• Document excerpt:
■ ■ ■ ■ ■ ■ ■

The child will meet with a dietician to identify what they’re eating and how they’re eating. They’ll keep a journal of their food and start to transition to how they’ll be eating after the surgery, since the diet will significantly change.

Each child will receive a psychological evaluation to better understand his or her specific needs in the lifestyle change process. The child and family will also regularly meet with a psychologist and/or social worker and exercise physiologist as part of their medical appointments to help implement change.

Everything we do pre-op is getting the patient ready for post-op and the life they’re going to have after surgery.

Why is this multidisciplinary approach important?

Dr. Fraser: The biggest benefit to having our medical and surgical weight loss teams work together in one location is that it provides patients with comprehensive care. Having open communication improves patient access and facilitates patient care. We talk on an almost daily basis about our patients and we’re all working toward the same patient-centered goal.

■ ■ ■ ■ ■ ■ ■

• Recorded information:

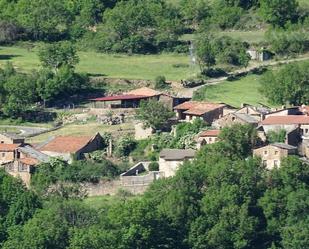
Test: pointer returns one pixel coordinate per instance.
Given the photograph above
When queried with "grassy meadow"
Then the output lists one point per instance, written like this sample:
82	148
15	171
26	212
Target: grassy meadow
245	90
146	67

■ ■ ■ ■ ■ ■ ■

• Required work:
**1.** Answer these questions about the excerpt on preparing children for weight loss surgery:
(a) What does the child keep while meeting with a dietician?
(b) Besides a psychologist and/or social worker, what specialist do the child and family regularly meet with?
(c) According to Dr. Fraser, what is the biggest benefit of the medical and surgical weight loss teams working together in one location?
**2.** Continue the excerpt on preparing children for weight loss surgery from where it stops.

• Per-task answers:
**1.**
(a) A journal of their food.
(b) An exercise physiologist.
(c) It provides patients with comprehensive care.

**2.**
Some critics say that obesity is a lifestyle issue, and adolescents should lose weight by exercising and changing their diet vs. having the surgery. What do you tell those critics?

Dr. Fraser: Obesity is much more than just a lifestyle issue and to try to distill it down to this is unfair. I tell the critics, yes, you can try and change the lifestyle of these children, and even with this operation they’ll still have to change their lifestyle. This is why prior to an operation there is the required supervised medical weight loss period. But things can gets to a point when lifestyle changes alone are not enough.

Sometimes even when the child eats healthy and loses weight it’s not significant enough to impact the child’s overall health. Then the safest and best thing for them is an operation.

When you have a patient who has severe obesity they’re at risk for having the secondary effects like high blood pressure, diabetes, sleep apnea, fatty liver disease and an increased risk of heart disease.

Obesity is disease, like cancer. Sometimes you treat cancer with only chemotherapy and that works, but a lot of people will also need surgery. Left untreated, the cancer will shorten their lives. To deny a proven operation or proven treatment will actually cause them more harm. The same is for obesity, why would we deny these children potentially a life-saving procedure?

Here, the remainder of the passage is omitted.